> _What is expected_
Wherever the string "correct" shows up in the records below, return that line.

____________

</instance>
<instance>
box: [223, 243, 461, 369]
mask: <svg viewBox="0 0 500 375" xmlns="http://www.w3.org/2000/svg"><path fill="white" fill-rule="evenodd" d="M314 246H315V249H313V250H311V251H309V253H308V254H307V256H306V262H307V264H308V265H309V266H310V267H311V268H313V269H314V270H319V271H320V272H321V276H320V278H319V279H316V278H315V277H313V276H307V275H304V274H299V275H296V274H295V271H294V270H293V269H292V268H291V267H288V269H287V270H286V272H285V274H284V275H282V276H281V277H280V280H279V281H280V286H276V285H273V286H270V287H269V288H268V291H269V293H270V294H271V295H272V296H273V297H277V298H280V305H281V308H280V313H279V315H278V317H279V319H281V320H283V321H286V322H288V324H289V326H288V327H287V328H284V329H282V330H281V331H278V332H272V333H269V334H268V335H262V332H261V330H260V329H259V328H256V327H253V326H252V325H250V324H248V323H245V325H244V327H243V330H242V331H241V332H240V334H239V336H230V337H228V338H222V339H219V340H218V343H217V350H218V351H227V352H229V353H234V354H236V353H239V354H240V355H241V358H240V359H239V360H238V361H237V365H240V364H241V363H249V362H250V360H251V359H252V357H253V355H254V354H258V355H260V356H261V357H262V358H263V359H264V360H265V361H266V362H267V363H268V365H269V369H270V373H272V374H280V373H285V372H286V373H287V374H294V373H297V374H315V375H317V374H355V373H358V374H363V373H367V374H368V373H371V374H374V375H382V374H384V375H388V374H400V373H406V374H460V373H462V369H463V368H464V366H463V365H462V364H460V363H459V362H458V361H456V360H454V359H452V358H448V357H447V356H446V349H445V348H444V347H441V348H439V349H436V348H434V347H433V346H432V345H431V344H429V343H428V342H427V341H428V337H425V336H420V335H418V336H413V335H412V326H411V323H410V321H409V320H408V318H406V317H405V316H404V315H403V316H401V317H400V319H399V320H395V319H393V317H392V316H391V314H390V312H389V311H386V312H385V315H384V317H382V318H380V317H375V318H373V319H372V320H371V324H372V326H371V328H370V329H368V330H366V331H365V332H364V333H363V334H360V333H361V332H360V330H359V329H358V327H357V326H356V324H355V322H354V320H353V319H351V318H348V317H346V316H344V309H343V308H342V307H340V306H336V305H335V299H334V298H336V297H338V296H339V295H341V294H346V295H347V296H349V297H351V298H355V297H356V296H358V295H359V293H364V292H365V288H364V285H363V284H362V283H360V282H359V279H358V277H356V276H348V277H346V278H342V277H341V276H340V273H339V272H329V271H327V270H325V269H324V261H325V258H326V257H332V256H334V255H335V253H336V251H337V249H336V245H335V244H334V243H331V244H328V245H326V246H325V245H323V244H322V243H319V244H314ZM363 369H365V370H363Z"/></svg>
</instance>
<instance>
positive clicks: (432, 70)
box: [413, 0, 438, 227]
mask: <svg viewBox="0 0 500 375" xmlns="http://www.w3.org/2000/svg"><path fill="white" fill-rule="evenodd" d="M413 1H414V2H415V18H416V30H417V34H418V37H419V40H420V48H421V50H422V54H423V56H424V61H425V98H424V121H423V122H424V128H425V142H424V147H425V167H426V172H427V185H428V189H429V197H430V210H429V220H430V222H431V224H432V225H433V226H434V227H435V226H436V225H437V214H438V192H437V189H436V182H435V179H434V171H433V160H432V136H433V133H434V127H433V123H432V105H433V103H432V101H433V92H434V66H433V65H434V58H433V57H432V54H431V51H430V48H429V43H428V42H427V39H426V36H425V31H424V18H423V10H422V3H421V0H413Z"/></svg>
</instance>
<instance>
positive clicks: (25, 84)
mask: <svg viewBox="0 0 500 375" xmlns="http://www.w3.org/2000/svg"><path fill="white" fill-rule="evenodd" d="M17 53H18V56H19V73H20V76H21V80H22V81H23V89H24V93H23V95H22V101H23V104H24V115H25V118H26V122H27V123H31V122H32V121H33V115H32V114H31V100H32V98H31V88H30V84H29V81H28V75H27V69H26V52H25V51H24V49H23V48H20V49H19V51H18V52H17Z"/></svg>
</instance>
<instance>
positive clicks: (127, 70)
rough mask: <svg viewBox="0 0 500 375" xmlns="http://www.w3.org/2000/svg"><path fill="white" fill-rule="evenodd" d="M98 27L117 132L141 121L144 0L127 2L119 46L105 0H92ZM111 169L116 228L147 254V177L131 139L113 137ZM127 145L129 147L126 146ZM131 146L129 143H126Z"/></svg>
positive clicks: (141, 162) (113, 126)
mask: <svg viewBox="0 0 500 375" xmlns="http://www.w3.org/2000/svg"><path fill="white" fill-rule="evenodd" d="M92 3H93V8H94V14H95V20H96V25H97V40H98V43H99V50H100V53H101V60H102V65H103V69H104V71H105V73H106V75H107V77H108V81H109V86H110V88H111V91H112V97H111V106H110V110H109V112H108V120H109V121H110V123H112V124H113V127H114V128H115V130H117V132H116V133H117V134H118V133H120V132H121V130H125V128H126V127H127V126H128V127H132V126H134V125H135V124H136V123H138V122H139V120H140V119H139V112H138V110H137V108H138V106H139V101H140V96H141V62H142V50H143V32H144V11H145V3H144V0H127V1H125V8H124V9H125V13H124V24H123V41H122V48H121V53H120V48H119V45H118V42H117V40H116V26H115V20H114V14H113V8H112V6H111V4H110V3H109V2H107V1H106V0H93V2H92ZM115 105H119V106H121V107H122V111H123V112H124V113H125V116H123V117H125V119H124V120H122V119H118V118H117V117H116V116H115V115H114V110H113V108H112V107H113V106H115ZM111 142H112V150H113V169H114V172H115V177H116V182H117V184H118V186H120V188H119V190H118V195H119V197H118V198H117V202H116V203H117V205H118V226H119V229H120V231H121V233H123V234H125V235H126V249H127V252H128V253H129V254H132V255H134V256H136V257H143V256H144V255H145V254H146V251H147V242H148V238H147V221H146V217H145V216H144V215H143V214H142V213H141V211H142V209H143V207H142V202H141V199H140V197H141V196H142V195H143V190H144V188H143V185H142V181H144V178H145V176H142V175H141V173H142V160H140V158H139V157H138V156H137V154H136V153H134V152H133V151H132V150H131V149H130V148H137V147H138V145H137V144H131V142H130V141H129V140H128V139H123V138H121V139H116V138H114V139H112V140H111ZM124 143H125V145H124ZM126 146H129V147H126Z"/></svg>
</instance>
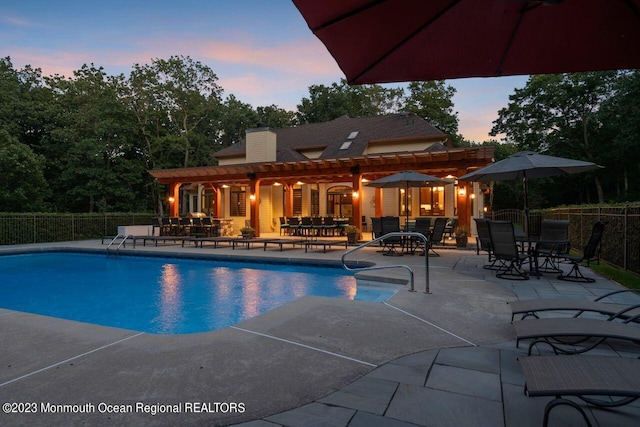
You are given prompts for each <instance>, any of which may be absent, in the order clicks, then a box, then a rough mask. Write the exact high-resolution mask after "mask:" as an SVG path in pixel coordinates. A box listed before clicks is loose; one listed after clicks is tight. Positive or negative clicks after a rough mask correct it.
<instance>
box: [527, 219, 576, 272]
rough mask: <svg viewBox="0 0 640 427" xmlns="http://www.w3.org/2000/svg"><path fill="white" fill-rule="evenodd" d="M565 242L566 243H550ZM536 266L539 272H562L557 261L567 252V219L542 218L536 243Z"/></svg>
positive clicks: (568, 232)
mask: <svg viewBox="0 0 640 427" xmlns="http://www.w3.org/2000/svg"><path fill="white" fill-rule="evenodd" d="M552 242H566V243H552ZM535 250H536V255H537V257H538V262H539V263H540V260H543V261H542V263H540V266H539V267H538V271H540V272H541V273H562V270H561V269H560V267H558V262H559V260H560V258H562V257H564V256H566V255H567V253H568V252H569V221H568V220H560V219H543V220H542V224H541V226H540V242H538V244H536V248H535Z"/></svg>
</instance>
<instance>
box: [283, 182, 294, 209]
mask: <svg viewBox="0 0 640 427" xmlns="http://www.w3.org/2000/svg"><path fill="white" fill-rule="evenodd" d="M284 187H285V192H284V193H285V194H284V196H285V197H286V198H287V200H286V202H285V206H286V212H285V213H284V216H285V217H286V218H289V217H292V216H293V184H287V183H285V184H284Z"/></svg>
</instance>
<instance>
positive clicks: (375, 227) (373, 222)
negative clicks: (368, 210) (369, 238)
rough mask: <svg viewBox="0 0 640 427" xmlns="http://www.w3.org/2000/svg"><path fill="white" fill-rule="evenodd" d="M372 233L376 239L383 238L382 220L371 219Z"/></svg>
mask: <svg viewBox="0 0 640 427" xmlns="http://www.w3.org/2000/svg"><path fill="white" fill-rule="evenodd" d="M371 232H372V233H373V238H374V239H377V238H378V237H380V236H382V218H376V217H371Z"/></svg>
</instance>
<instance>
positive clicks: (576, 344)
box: [513, 305, 640, 354]
mask: <svg viewBox="0 0 640 427" xmlns="http://www.w3.org/2000/svg"><path fill="white" fill-rule="evenodd" d="M638 307H640V306H638V305H633V306H629V307H627V308H626V309H624V310H622V311H621V312H619V313H616V314H615V315H612V316H610V317H609V318H607V319H606V320H601V319H592V318H588V317H552V318H546V319H536V320H517V321H515V322H513V327H514V328H515V330H516V347H519V346H520V341H521V340H526V339H532V340H533V341H532V342H531V344H529V354H531V351H532V349H533V348H534V347H535V346H536V345H537V344H540V343H544V344H546V345H548V346H550V347H551V348H552V349H553V351H554V353H556V354H558V353H564V354H580V353H585V352H587V351H590V350H592V349H594V348H596V347H598V346H599V345H600V344H602V343H603V342H605V341H606V340H608V339H616V340H626V341H631V342H634V343H636V344H638V343H640V326H637V325H633V324H632V322H637V321H638V318H640V314H637V315H635V316H629V315H627V314H628V313H632V312H634V311H636V310H637V309H638ZM623 317H626V319H625V320H622V319H623ZM621 320H622V321H621ZM577 345H580V346H579V347H577Z"/></svg>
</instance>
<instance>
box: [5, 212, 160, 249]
mask: <svg viewBox="0 0 640 427" xmlns="http://www.w3.org/2000/svg"><path fill="white" fill-rule="evenodd" d="M152 217H153V214H138V213H122V214H120V213H109V214H11V213H0V245H19V244H27V243H46V242H67V241H73V240H87V239H99V238H102V237H104V236H115V235H116V234H117V233H118V226H119V225H143V224H151V218H152Z"/></svg>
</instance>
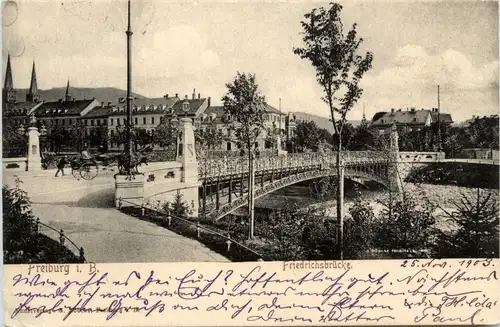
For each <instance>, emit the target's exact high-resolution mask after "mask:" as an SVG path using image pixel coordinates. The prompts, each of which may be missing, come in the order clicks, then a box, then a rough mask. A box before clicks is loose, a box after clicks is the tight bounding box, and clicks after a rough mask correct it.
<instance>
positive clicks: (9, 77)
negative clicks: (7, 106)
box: [2, 53, 16, 103]
mask: <svg viewBox="0 0 500 327" xmlns="http://www.w3.org/2000/svg"><path fill="white" fill-rule="evenodd" d="M2 102H3V103H13V102H16V90H15V89H14V82H13V80H12V68H11V66H10V53H9V55H8V57H7V69H6V71H5V83H4V86H3V90H2Z"/></svg>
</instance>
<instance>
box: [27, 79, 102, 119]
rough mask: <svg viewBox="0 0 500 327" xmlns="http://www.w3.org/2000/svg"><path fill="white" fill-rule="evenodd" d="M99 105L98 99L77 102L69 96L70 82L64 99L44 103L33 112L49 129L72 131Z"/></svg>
mask: <svg viewBox="0 0 500 327" xmlns="http://www.w3.org/2000/svg"><path fill="white" fill-rule="evenodd" d="M98 105H99V102H98V101H97V100H96V99H84V100H76V99H75V98H72V97H71V96H70V94H69V81H68V84H67V86H66V95H65V97H64V99H59V100H58V101H50V102H43V103H42V105H41V106H39V107H38V108H36V109H35V110H33V111H32V114H34V115H35V117H36V118H37V120H38V121H40V122H41V123H42V124H44V125H45V126H46V127H47V128H54V127H61V128H63V129H70V128H72V127H73V126H74V125H75V124H79V123H80V122H81V121H83V117H84V116H85V115H87V114H88V113H90V112H91V111H92V110H93V109H94V108H95V107H97V106H98Z"/></svg>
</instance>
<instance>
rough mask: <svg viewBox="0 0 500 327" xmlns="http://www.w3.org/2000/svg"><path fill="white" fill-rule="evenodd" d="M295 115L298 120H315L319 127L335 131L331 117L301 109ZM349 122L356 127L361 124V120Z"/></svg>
mask: <svg viewBox="0 0 500 327" xmlns="http://www.w3.org/2000/svg"><path fill="white" fill-rule="evenodd" d="M294 115H295V117H296V118H297V119H298V120H304V121H313V122H315V123H316V125H318V127H319V128H323V129H326V130H327V131H329V132H330V133H332V134H333V132H334V129H333V124H332V122H331V121H330V119H329V118H326V117H322V116H317V115H312V114H308V113H305V112H301V111H298V112H294ZM347 123H348V124H351V125H352V126H354V127H356V126H358V125H359V124H361V121H359V120H348V121H347Z"/></svg>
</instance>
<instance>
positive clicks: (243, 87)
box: [222, 72, 266, 239]
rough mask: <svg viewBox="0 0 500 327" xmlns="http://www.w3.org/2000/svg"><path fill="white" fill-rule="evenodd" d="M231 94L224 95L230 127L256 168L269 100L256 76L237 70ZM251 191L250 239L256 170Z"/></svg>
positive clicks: (229, 129) (231, 91)
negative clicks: (256, 142)
mask: <svg viewBox="0 0 500 327" xmlns="http://www.w3.org/2000/svg"><path fill="white" fill-rule="evenodd" d="M226 87H227V93H226V94H225V95H224V96H223V97H222V102H223V103H224V114H225V115H226V116H227V117H230V119H227V126H228V129H229V130H230V132H231V133H232V135H234V136H235V137H236V141H237V142H240V143H241V144H242V145H243V146H244V147H245V148H246V149H247V151H248V162H249V167H252V161H253V151H252V150H253V146H254V144H255V142H256V141H257V139H258V138H259V136H260V135H261V133H262V131H263V130H264V128H265V127H264V114H265V108H266V102H265V99H264V97H263V96H262V95H261V94H260V91H259V88H258V85H257V82H256V80H255V75H252V74H245V73H240V72H237V74H236V77H235V78H234V80H233V81H232V82H230V83H227V84H226ZM248 175H249V176H248V179H249V181H248V185H249V188H250V190H249V194H250V196H249V197H248V200H249V205H248V210H249V212H248V214H249V217H250V224H249V226H250V227H249V228H250V231H249V232H250V233H249V234H250V235H249V237H250V239H252V238H253V230H254V212H253V184H254V183H253V178H254V177H253V173H250V174H248Z"/></svg>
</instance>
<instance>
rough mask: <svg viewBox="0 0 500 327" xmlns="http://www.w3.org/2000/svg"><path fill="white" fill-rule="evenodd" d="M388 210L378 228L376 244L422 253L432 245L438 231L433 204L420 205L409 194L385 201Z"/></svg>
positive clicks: (389, 199) (392, 195)
mask: <svg viewBox="0 0 500 327" xmlns="http://www.w3.org/2000/svg"><path fill="white" fill-rule="evenodd" d="M381 204H382V205H383V206H384V209H383V210H382V211H381V213H380V217H379V220H378V223H377V227H376V230H377V231H376V233H377V235H376V237H375V240H376V242H375V245H376V246H377V247H378V248H380V249H384V250H389V252H390V253H392V251H393V250H405V251H408V252H421V251H425V250H427V249H428V248H429V247H430V246H431V244H432V238H433V235H434V233H435V229H434V224H435V219H434V216H433V211H434V208H433V207H432V206H431V205H429V204H426V205H418V204H417V202H416V201H415V200H414V199H413V198H411V197H410V196H409V195H407V194H405V195H403V197H401V198H397V199H395V198H394V196H393V195H392V194H391V195H390V196H389V199H388V200H387V201H385V202H381Z"/></svg>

____________

> _Answer section_
You are given prompts for each <instance>, any of which may be absent, in the order clicks, then a box, then a rough mask. Write the exact high-resolution mask after "mask:" as an SVG path in pixel coordinates. A box listed before clicks is loose; one listed after clicks is tight. Positive or negative clicks after a rough mask correct it.
For each <instance>, emit the target's exact high-resolution mask after "mask:" as an SVG path using image pixel coordinates. The prompts, each of which may be missing, come in the order clicks, then a box, then a rough mask. A box before clicks is loose, a box after clicks is the tight bounding box, and clicks after a rough mask correct it.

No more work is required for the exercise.